====== Input rows ======

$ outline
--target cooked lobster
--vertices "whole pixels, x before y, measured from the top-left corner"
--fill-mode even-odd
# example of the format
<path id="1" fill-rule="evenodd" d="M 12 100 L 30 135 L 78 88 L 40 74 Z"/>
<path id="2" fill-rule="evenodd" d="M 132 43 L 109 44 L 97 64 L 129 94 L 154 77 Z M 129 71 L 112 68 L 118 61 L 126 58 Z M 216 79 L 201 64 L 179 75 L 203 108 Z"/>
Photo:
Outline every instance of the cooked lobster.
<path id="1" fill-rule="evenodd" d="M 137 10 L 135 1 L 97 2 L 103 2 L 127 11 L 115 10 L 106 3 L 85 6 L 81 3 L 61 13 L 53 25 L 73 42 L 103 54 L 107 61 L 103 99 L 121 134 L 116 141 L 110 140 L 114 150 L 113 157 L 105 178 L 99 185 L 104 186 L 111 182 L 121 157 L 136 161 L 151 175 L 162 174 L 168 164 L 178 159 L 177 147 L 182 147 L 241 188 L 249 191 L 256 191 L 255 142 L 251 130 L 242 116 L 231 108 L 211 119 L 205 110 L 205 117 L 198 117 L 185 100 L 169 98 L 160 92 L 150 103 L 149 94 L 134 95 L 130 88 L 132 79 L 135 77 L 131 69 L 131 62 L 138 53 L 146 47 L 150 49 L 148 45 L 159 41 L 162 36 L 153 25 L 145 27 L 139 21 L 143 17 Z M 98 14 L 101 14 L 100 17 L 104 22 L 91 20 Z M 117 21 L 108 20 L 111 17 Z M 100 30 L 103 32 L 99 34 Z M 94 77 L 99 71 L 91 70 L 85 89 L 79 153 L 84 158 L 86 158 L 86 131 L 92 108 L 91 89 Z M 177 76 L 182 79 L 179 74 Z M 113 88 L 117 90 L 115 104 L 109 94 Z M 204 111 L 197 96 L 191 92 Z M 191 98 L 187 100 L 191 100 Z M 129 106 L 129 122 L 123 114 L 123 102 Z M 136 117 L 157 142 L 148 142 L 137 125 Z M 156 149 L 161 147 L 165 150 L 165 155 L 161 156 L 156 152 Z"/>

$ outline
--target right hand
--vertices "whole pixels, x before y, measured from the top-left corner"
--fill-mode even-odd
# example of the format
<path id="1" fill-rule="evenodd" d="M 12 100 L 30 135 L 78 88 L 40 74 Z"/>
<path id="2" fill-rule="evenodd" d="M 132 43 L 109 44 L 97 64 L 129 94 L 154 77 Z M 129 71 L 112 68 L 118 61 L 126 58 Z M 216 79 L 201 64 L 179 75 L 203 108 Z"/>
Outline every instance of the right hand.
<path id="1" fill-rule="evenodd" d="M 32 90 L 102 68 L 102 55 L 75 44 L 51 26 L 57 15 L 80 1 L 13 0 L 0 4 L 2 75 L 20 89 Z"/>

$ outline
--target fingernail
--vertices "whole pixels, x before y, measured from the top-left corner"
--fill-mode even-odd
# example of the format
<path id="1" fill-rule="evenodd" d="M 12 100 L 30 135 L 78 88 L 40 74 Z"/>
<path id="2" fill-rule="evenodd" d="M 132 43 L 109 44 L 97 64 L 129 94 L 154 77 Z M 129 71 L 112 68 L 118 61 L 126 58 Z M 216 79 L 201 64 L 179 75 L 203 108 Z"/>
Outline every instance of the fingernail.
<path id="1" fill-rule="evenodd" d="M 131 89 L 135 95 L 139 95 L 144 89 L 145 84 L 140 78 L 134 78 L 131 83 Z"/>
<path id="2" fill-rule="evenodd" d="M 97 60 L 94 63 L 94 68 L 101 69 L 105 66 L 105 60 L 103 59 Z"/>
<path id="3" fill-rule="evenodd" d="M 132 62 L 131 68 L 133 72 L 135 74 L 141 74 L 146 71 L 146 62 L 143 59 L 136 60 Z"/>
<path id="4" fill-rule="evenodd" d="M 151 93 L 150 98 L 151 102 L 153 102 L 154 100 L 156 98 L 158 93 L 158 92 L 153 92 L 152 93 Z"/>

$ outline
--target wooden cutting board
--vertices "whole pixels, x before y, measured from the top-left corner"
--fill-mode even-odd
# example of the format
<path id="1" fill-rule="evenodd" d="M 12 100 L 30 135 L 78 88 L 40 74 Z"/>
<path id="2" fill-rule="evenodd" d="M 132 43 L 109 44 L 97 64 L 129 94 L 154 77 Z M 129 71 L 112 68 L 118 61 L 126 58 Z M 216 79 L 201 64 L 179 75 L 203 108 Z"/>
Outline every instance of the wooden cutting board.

======

Direction:
Set out every line of the material above as a numbered list, one line per item, and leave out the blank lines.

Response for this exercise:
1. $ outline
2. --target cooked lobster
3. --vertices "whole pixels, x before y, measured from the top-left corner"
4. --fill-mode even-odd
5. # example of the format
6. <path id="1" fill-rule="evenodd" d="M 12 100 L 30 135 L 78 88 L 40 74 Z"/>
7. <path id="2" fill-rule="evenodd" d="M 132 43 L 109 44 L 97 64 L 129 94 L 154 77 Z M 129 71 L 112 68 L 118 61 L 126 58 Z M 216 79 L 201 64 L 179 75 L 203 108 Z"/>
8. Photo:
9. Outline every instance of the cooked lobster.
10. <path id="1" fill-rule="evenodd" d="M 137 10 L 135 1 L 97 2 L 103 2 L 127 11 L 115 10 L 106 3 L 85 6 L 81 3 L 61 13 L 53 25 L 73 42 L 103 54 L 107 61 L 103 99 L 121 134 L 116 141 L 110 140 L 114 150 L 113 157 L 105 178 L 99 185 L 104 186 L 111 182 L 121 157 L 136 161 L 151 175 L 162 174 L 168 164 L 178 159 L 177 147 L 182 147 L 241 188 L 249 191 L 256 191 L 255 142 L 251 130 L 242 116 L 231 108 L 211 119 L 205 110 L 205 117 L 198 117 L 185 100 L 169 98 L 160 92 L 150 103 L 149 94 L 134 95 L 130 88 L 132 79 L 135 77 L 131 69 L 131 62 L 138 53 L 146 47 L 150 49 L 148 45 L 159 41 L 162 36 L 153 25 L 145 27 L 139 21 L 143 17 Z M 98 14 L 101 14 L 100 17 L 104 22 L 91 20 Z M 117 21 L 108 20 L 111 17 Z M 100 30 L 103 32 L 99 34 Z M 94 77 L 99 71 L 91 70 L 85 89 L 79 153 L 84 158 L 86 158 L 86 131 L 92 108 L 91 89 Z M 177 76 L 182 79 L 179 74 Z M 113 88 L 117 90 L 115 104 L 109 94 Z M 204 111 L 197 96 L 191 92 Z M 191 98 L 187 100 L 191 100 Z M 129 106 L 129 122 L 123 114 L 123 102 Z M 136 117 L 157 142 L 148 142 L 137 125 Z M 156 149 L 161 147 L 165 150 L 165 155 L 161 156 L 156 152 Z"/>
11. $ outline
12. --target right hand
13. --vertices "whole pixels, x before y, measured from the top-left corner"
14. --fill-mode even-odd
15. # example of the format
16. <path id="1" fill-rule="evenodd" d="M 12 100 L 30 135 L 78 88 L 40 74 Z"/>
17. <path id="2" fill-rule="evenodd" d="M 132 43 L 109 44 L 97 64 L 129 94 L 154 77 Z M 129 71 L 112 68 L 118 61 L 126 58 Z M 216 79 L 201 64 L 179 75 L 203 108 Z"/>
18. Outline every instance of the right hand.
19. <path id="1" fill-rule="evenodd" d="M 32 90 L 102 68 L 102 55 L 75 44 L 51 26 L 57 15 L 80 1 L 13 0 L 0 4 L 2 75 L 20 89 Z"/>
20. $ outline
21. --target fingernail
22. --vertices "whole pixels, x before y, measured from the top-left corner"
23. --fill-mode even-odd
24. # example of the format
25. <path id="1" fill-rule="evenodd" d="M 12 100 L 30 135 L 78 88 L 40 74 Z"/>
26. <path id="2" fill-rule="evenodd" d="M 132 43 L 109 44 L 97 64 L 129 94 L 154 77 Z M 129 71 L 112 68 L 118 61 L 126 58 Z M 216 79 L 201 64 L 179 75 L 203 108 Z"/>
27. Outline every instance of the fingernail.
28. <path id="1" fill-rule="evenodd" d="M 131 89 L 135 95 L 139 95 L 144 89 L 145 84 L 140 78 L 134 78 L 131 83 Z"/>
29. <path id="2" fill-rule="evenodd" d="M 97 60 L 94 63 L 94 68 L 101 69 L 105 66 L 105 60 L 103 59 Z"/>
30. <path id="3" fill-rule="evenodd" d="M 132 62 L 131 68 L 133 72 L 135 74 L 141 74 L 146 71 L 146 62 L 143 59 L 136 60 Z"/>
31. <path id="4" fill-rule="evenodd" d="M 151 93 L 150 98 L 151 102 L 153 102 L 154 100 L 156 98 L 158 93 L 158 92 L 153 92 L 152 93 Z"/>
32. $ outline
33. --target wooden cutting board
34. --vertices "whole pixels, x before y, measured from the top-left corner"
35. --fill-mode even-odd
36. # example of the format
37. <path id="1" fill-rule="evenodd" d="M 12 100 L 30 135 L 78 88 L 40 74 Z"/>
38. <path id="2" fill-rule="evenodd" d="M 132 43 L 109 44 L 97 64 L 129 94 L 154 77 Z M 129 71 L 112 68 L 118 61 L 126 58 Z M 216 79 L 201 64 L 179 75 L 203 108 Z"/>
39. Outline every instance of the wooden cutting board.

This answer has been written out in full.